_Prompt_
Repeat, line for line, the entries printed below.

Rows from a segmentation dataset:
⁂
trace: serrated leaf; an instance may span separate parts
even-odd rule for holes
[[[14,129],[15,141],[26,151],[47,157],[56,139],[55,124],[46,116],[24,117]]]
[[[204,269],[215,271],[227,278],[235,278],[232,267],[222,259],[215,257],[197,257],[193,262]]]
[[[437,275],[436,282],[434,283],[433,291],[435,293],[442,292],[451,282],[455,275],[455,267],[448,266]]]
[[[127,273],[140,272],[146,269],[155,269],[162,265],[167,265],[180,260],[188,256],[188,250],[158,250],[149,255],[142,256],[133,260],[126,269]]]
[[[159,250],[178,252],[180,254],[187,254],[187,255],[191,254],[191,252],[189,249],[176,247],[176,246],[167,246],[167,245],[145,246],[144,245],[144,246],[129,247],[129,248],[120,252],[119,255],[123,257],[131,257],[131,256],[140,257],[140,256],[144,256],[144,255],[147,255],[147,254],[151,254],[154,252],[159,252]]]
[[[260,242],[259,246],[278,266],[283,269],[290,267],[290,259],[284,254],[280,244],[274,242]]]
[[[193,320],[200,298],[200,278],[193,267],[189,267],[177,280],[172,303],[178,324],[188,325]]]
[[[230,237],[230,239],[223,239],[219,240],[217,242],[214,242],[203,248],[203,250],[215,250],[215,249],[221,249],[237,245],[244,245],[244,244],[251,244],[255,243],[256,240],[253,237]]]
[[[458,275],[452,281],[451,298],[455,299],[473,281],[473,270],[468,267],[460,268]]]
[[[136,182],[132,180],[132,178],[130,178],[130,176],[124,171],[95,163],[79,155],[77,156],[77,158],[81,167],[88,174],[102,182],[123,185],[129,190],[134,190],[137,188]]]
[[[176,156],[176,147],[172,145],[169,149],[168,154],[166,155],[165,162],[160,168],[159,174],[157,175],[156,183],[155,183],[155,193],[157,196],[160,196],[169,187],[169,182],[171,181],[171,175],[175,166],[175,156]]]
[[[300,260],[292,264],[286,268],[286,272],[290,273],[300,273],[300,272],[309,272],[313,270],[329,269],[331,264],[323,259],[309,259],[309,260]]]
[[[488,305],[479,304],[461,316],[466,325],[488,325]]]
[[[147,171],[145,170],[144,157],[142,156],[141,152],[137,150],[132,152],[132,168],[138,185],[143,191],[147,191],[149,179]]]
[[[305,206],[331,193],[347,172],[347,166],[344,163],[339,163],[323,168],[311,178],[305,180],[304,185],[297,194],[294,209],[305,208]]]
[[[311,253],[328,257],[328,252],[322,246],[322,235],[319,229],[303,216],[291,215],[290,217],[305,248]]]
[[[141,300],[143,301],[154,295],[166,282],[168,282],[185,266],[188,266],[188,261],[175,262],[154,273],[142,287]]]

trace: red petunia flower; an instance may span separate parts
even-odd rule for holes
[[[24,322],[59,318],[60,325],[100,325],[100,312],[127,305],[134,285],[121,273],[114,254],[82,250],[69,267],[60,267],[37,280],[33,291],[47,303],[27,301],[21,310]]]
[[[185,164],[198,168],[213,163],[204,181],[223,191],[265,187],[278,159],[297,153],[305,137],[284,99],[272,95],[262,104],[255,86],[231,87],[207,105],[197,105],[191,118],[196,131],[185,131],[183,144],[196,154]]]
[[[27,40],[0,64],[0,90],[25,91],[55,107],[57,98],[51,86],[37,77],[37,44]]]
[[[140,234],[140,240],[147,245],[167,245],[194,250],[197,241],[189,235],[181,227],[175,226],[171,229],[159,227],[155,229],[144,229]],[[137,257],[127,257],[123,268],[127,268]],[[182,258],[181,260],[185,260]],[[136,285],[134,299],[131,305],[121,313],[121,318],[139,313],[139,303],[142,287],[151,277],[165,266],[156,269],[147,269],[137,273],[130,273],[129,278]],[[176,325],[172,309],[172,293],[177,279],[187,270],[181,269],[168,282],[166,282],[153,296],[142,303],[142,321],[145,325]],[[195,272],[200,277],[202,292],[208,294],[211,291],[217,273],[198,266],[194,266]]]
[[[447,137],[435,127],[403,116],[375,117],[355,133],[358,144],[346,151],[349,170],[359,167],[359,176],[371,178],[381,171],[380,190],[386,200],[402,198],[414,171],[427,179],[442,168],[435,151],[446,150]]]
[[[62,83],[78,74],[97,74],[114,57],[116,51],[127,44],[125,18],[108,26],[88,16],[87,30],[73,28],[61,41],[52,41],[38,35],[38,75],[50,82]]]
⁂
_Response_
trace: serrated leaf; an instance may span separate parts
even-odd rule for holes
[[[14,129],[15,141],[26,151],[47,157],[56,139],[55,124],[46,116],[24,117]]]
[[[204,269],[215,271],[227,278],[235,278],[232,267],[222,259],[215,257],[197,257],[193,262]]]
[[[437,275],[436,282],[434,283],[433,291],[435,293],[442,292],[451,282],[455,275],[455,267],[448,266]]]
[[[127,273],[140,272],[146,269],[155,269],[162,265],[167,265],[180,260],[188,256],[188,250],[158,250],[149,255],[142,256],[133,260],[126,269]]]
[[[159,250],[178,252],[180,254],[187,254],[187,255],[191,254],[191,252],[189,249],[176,247],[176,246],[167,246],[167,245],[145,246],[144,245],[144,246],[129,247],[129,248],[120,252],[119,255],[123,257],[131,257],[131,256],[140,257],[140,256],[144,256],[144,255],[147,255],[147,254],[151,254],[154,252],[159,252]]]
[[[260,242],[259,246],[278,266],[283,269],[290,267],[290,259],[284,254],[280,244],[274,242]]]
[[[193,320],[200,298],[200,278],[193,267],[189,267],[177,280],[172,303],[178,324],[188,325]]]
[[[230,237],[230,239],[223,239],[219,240],[217,242],[214,242],[203,248],[203,250],[215,250],[215,249],[221,249],[237,245],[244,245],[244,244],[251,244],[255,243],[256,240],[253,237]]]
[[[458,275],[452,281],[451,298],[455,299],[473,281],[473,270],[468,267],[460,268]]]
[[[136,182],[132,180],[132,178],[130,178],[130,176],[124,171],[95,163],[79,155],[77,156],[77,158],[81,167],[88,174],[102,182],[123,185],[129,190],[134,190],[137,188]]]
[[[176,156],[176,147],[172,145],[169,149],[168,154],[166,155],[165,162],[160,168],[159,174],[157,175],[156,183],[155,183],[155,193],[157,196],[160,196],[169,187],[169,182],[171,181],[171,175],[175,166],[175,156]]]
[[[300,260],[292,264],[286,268],[286,272],[290,273],[300,273],[300,272],[309,272],[313,270],[329,269],[331,264],[323,259],[309,259],[309,260]]]
[[[488,305],[479,304],[461,316],[466,325],[488,325]]]
[[[147,171],[145,170],[144,157],[142,156],[141,152],[137,150],[132,152],[132,168],[138,185],[143,191],[147,191],[149,179]]]
[[[305,206],[331,193],[347,172],[347,166],[344,163],[339,163],[323,168],[311,178],[305,180],[304,185],[297,194],[294,209],[305,208]]]
[[[311,253],[328,257],[328,252],[322,246],[322,235],[319,229],[303,216],[291,215],[290,217],[305,248]]]
[[[141,300],[143,301],[154,295],[166,282],[168,282],[185,266],[188,266],[188,261],[175,262],[154,273],[142,287]]]

trace: red petunia flower; an instance may span separate parts
even-odd rule for holes
[[[24,322],[59,318],[60,325],[100,325],[100,312],[127,305],[134,285],[121,273],[114,254],[82,250],[69,267],[60,267],[37,280],[33,291],[47,303],[27,301],[21,310]]]
[[[185,164],[198,168],[213,163],[204,181],[223,191],[265,187],[278,159],[297,153],[305,137],[284,99],[272,95],[262,104],[255,86],[231,87],[207,105],[197,105],[191,118],[196,131],[185,131],[183,144],[196,154]]]
[[[27,40],[0,64],[0,90],[25,91],[55,107],[57,98],[51,86],[37,77],[37,44]]]
[[[140,234],[140,240],[147,245],[167,245],[194,250],[197,241],[189,235],[181,227],[175,226],[171,229],[159,227],[155,229],[144,229]],[[137,257],[127,257],[123,268],[127,268]],[[182,258],[181,260],[185,260]],[[136,285],[134,299],[131,305],[121,313],[121,318],[139,313],[139,303],[142,287],[151,277],[165,266],[156,269],[147,269],[137,273],[130,273],[129,278]],[[176,325],[172,309],[172,293],[177,279],[187,270],[181,269],[168,282],[166,282],[153,296],[142,303],[142,321],[145,325]],[[195,272],[200,277],[202,292],[208,294],[211,291],[217,273],[198,266],[194,266]]]
[[[447,137],[435,127],[403,116],[375,117],[355,133],[358,144],[346,151],[349,170],[359,167],[359,176],[371,178],[381,171],[380,190],[386,200],[402,198],[414,171],[427,179],[442,168],[435,151],[446,150]]]
[[[62,83],[78,74],[97,74],[114,57],[116,51],[127,44],[125,18],[108,26],[88,16],[87,30],[73,28],[61,41],[52,41],[38,35],[38,75],[50,82]]]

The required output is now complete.